→ Page excerpt:
[MERGE/RFC] Userdoc Driven Design on the Bazaar 2.0 UI

Thu Apr 16 18:23:12 BST 2009

Matthew D. Fuller <fullermd <at> over-yonder.net> writes:

> Random rambling follows.  Recreational chemical dosage advised.

Randomly assembled response follows.  Same advice.

> So, for practical purposes, we've got 2 technical constraints here;
> the branch needs to be able to find its repository, and the repository
> needs to be able to find the branches using it.
> 
> An important non-technical constraint of any scheme is that it be
> reasonably guessable by an informed user.  Even better by an
> uninformed user, but either way, it shouldn't require a lot of
> special-case thinking, or archaeology of the details of a specific
> case.  I add that I DO consider our current setup to pass this.  The
> rules of which pieces require and use which others really are pretty
> simple, and (ignoring stacking) don't have any big list of exceptions
> or special cases.  We don't seem to always do that great a job
> _conveying_ the rules to people, though.  Or people don't seem to do
> that great a job apprehending them, one of the two.

(Location identification listing)
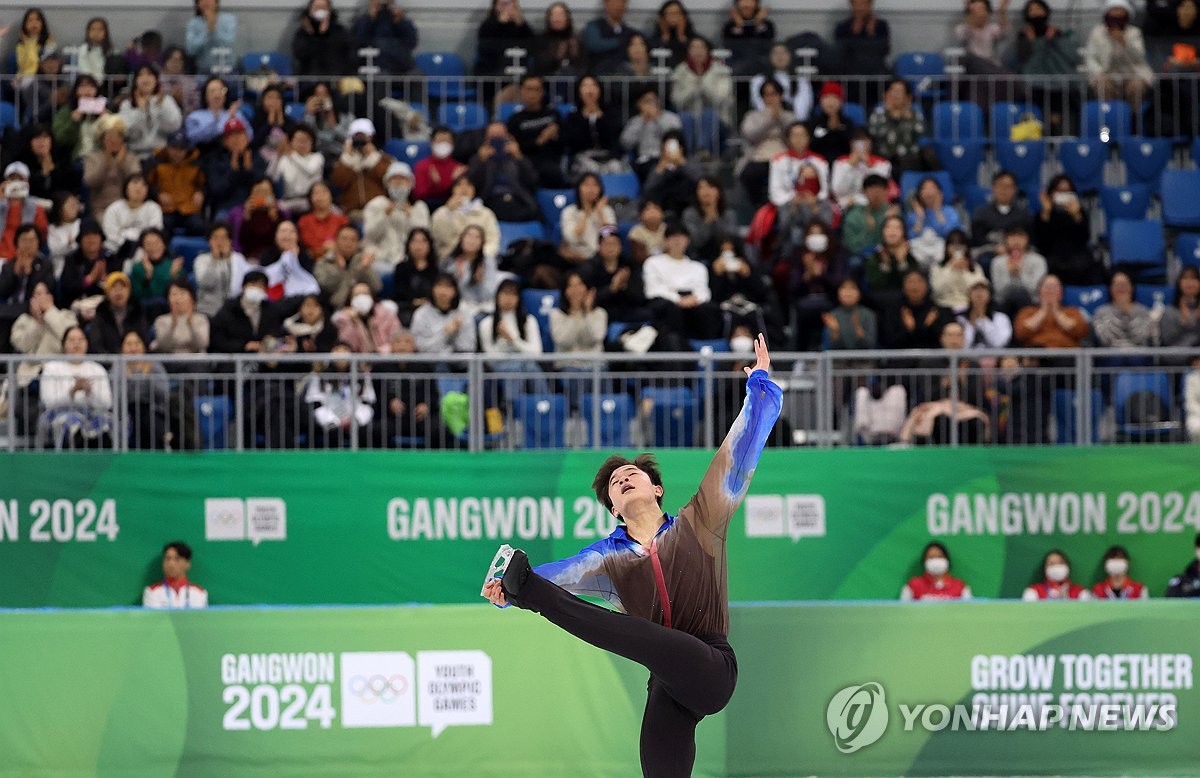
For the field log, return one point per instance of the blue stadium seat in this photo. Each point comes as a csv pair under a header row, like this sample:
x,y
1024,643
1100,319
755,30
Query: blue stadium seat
x,y
923,71
516,231
543,417
1131,201
540,303
961,160
7,115
189,247
673,413
1107,120
616,414
1145,159
1127,385
411,151
1138,243
702,131
911,179
1150,294
460,117
1066,416
277,61
1023,159
552,202
445,72
1006,114
1087,298
1187,249
1181,205
507,109
1083,161
214,416
958,123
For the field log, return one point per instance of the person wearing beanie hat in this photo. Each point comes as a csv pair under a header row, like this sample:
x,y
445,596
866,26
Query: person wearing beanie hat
x,y
17,208
106,169
387,220
84,269
1115,57
359,172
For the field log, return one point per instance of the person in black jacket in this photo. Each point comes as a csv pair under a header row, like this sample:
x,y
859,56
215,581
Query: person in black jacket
x,y
115,316
321,45
1187,584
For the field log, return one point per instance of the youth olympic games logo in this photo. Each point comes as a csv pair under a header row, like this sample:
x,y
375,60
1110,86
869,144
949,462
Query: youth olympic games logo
x,y
857,717
378,688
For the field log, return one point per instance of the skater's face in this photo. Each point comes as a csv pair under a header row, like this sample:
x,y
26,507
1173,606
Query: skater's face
x,y
629,488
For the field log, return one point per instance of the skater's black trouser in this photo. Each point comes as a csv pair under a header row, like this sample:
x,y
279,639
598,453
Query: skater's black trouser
x,y
690,676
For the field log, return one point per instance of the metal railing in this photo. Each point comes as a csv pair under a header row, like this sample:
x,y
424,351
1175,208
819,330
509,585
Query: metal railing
x,y
474,402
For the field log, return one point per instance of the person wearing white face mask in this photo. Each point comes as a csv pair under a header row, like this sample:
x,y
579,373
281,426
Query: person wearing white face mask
x,y
1187,584
936,581
365,325
433,175
1056,581
1117,584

→ Exercise instructions:
1 – Can you sum up the post in two sentences?
2 – Would you retype everything in the post from "[MERGE/RFC] Userdoc Driven" down to "chemical dosage advised."?

→ Solutions for each task:
1 – The post quotes Matthew D. Fuller naming two technical constraints: a branch needs to be able to find its repository, and the repository needs to be able to find the branches using it. He adds that any scheme should be reasonably guessable by an informed user, which he believes the current setup achieves with simple rules, though those rules don't always seem to be conveyed to people well.

2 –
[MERGE/RFC] Userdoc Driven Design on the Bazaar 2.0 UI

Thu Apr 16 18:23:12 BST 2009

Matthew D. Fuller <fullermd <at> over-yonder.net> writes:

> Random rambling follows.  Recreational chemical dosage advised.